Copy out the lines below, switching every "single point" to "one point" and leaving everything else unchanged.

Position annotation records
>> start

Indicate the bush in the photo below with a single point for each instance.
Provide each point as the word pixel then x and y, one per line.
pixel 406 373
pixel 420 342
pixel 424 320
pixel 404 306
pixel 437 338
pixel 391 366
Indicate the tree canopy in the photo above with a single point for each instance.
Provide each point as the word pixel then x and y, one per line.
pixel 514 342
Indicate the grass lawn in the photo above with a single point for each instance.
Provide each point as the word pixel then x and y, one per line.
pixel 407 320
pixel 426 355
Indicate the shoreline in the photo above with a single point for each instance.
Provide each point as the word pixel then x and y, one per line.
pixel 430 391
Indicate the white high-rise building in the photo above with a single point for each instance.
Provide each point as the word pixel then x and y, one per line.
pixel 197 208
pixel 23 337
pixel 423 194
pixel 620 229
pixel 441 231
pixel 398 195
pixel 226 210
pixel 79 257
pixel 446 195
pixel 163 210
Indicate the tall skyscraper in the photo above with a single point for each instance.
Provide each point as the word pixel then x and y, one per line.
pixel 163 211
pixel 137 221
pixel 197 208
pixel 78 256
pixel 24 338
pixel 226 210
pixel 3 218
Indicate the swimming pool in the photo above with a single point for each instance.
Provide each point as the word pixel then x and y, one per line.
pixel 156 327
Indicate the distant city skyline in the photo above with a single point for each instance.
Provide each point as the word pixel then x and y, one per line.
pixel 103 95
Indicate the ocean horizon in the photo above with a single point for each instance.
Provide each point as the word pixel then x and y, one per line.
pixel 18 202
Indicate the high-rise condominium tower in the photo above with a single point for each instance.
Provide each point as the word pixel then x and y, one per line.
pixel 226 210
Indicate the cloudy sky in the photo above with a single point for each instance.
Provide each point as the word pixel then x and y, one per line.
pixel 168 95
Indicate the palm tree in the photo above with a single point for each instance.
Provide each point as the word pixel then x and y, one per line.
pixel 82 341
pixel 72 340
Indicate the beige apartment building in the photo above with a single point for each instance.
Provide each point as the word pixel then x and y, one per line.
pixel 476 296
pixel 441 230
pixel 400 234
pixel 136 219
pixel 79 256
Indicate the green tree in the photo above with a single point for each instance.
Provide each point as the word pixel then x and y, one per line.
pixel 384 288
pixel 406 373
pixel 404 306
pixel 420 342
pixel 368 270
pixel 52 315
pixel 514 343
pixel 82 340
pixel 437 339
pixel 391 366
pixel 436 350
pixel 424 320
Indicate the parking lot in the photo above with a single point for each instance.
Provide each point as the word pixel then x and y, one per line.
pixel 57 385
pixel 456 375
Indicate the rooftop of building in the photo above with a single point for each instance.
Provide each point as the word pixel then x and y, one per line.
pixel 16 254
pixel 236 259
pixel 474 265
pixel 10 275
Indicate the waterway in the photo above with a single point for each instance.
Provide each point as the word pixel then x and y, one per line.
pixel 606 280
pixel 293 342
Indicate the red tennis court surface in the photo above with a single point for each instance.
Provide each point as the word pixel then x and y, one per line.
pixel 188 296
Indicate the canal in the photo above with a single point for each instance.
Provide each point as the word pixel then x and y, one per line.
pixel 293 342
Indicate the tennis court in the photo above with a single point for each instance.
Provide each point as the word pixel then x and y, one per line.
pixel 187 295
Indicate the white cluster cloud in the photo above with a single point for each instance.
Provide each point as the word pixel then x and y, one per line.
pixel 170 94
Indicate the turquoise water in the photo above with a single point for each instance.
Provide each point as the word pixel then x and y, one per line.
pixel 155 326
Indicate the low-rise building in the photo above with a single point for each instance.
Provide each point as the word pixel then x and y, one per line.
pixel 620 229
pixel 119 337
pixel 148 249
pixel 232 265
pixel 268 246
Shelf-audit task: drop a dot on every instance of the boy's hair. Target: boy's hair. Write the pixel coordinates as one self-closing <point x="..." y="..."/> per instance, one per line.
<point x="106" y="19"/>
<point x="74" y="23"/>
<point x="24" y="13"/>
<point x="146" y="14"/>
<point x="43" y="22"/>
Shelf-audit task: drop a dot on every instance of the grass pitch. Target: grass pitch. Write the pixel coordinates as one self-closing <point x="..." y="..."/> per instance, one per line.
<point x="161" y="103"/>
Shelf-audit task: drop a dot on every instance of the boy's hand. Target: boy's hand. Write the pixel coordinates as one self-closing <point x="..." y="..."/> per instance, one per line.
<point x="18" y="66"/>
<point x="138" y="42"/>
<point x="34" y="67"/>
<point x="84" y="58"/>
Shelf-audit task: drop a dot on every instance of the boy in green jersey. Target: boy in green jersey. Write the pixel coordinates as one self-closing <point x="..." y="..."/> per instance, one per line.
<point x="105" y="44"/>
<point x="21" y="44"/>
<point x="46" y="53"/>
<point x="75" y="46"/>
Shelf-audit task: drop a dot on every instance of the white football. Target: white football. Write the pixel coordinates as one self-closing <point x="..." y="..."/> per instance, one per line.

>> end

OUTPUT BELOW
Indicate the bush in the photo below with a one point for each instance.
Provide each point as the word pixel then x and y, one per line.
pixel 406 373
pixel 420 342
pixel 424 320
pixel 404 306
pixel 437 338
pixel 391 366
Indicate the tree canopy in the photo above with a one point for each instance.
Provide each point as the word pixel then x and y, one per line.
pixel 514 342
Indicate the grass lawn in the photo above with a one point for each instance.
Provide each point as the word pixel then x and y, one per line.
pixel 407 320
pixel 426 355
Indicate the shoreline in the photo above with a one point for each instance.
Provide each point as the word pixel then x and y, one per line.
pixel 430 391
Indicate the white high-rise building in the photo above with a one point for each instance.
Provide each point as the word pixel then x and y, one per line.
pixel 197 208
pixel 23 337
pixel 423 194
pixel 620 229
pixel 441 231
pixel 398 195
pixel 226 210
pixel 79 257
pixel 446 195
pixel 163 210
Indicate the tall skyscraper in the photo above with a one point for each instance.
Provide each point as the word pixel then x and y, one per line.
pixel 163 211
pixel 137 221
pixel 197 208
pixel 78 256
pixel 24 338
pixel 226 210
pixel 3 218
Indicate the swimming pool in the photo above with a one point for each instance.
Provide each point as the word pixel then x and y, one per line.
pixel 156 327
Indicate the distant city skyline in the photo above with a one point for each instance.
Provide each point as the word pixel then x and y, one per line.
pixel 103 95
Indicate the ocean horizon in the photo above with a one point for each instance.
Provide each point as the word pixel then x and y, one per line.
pixel 18 202
Indicate the high-rise condominium tower in the photo above with a one point for each instance.
Provide each point as the word pixel then x and y, one per line.
pixel 226 210
Indicate the cloudy sky in the photo above with a one point for each instance.
Provide each point as the word pixel then x and y, one per line.
pixel 168 95
Indicate the palm tree in the photo above with a one point for each instance.
Provide each point as the word pixel then x and y, one per line.
pixel 82 341
pixel 72 340
Indicate the beige apartment building in the photo above with a one point for each instance.
Provide each point as the word pixel then x and y, one per line.
pixel 476 296
pixel 441 230
pixel 400 234
pixel 136 219
pixel 79 256
Indicate the green tree in the photo above with a one point for each instance.
Provide each point as the word pixel then x and y, one per line.
pixel 384 288
pixel 406 373
pixel 404 306
pixel 420 342
pixel 368 270
pixel 52 315
pixel 514 343
pixel 82 340
pixel 437 339
pixel 391 366
pixel 436 350
pixel 424 320
Indicate the parking lot in the photo above with a one point for each instance.
Provide each point as the word pixel then x and y, one per line.
pixel 57 385
pixel 456 375
Indicate the rooftop of building in the photo above with a one point for each instance.
Provide each point as the word pixel then x and y, one per line.
pixel 16 254
pixel 236 259
pixel 474 265
pixel 10 275
Indicate the waterway in the photo above with a one point for each instance.
Provide each point as the word pixel then x and y, one per line.
pixel 606 280
pixel 293 342
Indicate the red tennis court surface in the photo above with a one point for each instance.
Provide each point as the word pixel then x and y, one per line.
pixel 188 296
Indicate the canal in the photo above with a one point for each instance.
Provide each point as the word pixel then x and y, one per line.
pixel 293 342
Indicate the tennis court in the photo above with a one point for each instance.
Provide each point as the word pixel then x and y, one per line.
pixel 187 295
Indicate the white cluster cloud in the photo above with a one point for each instance.
Provide each point as the word pixel then x and y, one per line.
pixel 170 94
Indicate the turquoise water in the photo above with a one point for each instance.
Provide each point as the word pixel then x and y, one per line.
pixel 155 326
Indicate the low-rise building in the photo above with a one point for each instance.
Provide each point as the word pixel then x and y, one per line.
pixel 620 229
pixel 119 337
pixel 148 249
pixel 232 265
pixel 268 246
Shelf-audit task: drop a dot on every instance of the boy's hair. Target: boy's hair. Write the pixel coordinates as one self-closing <point x="..." y="..."/> per instance, one per line.
<point x="106" y="19"/>
<point x="74" y="23"/>
<point x="24" y="13"/>
<point x="146" y="14"/>
<point x="43" y="22"/>
Shelf-audit task: drop a dot on every instance of the grass pitch. Target: grass pitch. Write the pixel coordinates as one self-closing <point x="..." y="..."/> per instance, one per line.
<point x="161" y="103"/>
Shelf-audit task: drop a dot on every instance of the boy's hand. Target: boy's hand. Write the pixel coordinates as one self-closing <point x="..." y="..."/> per instance, one per line.
<point x="18" y="66"/>
<point x="138" y="42"/>
<point x="34" y="67"/>
<point x="84" y="58"/>
Shelf-audit task: drop a dot on every instance of the boy in green jersey. Target: boy in green jersey. Write the pixel coordinates as one self-closing <point x="..." y="..."/> per instance, one per line.
<point x="105" y="44"/>
<point x="21" y="44"/>
<point x="46" y="53"/>
<point x="75" y="46"/>
Shelf-audit task: drop a dot on every instance of the white football. Target: white football. Write the pixel coordinates as one self-closing <point x="..." y="..."/> per instance, one per line.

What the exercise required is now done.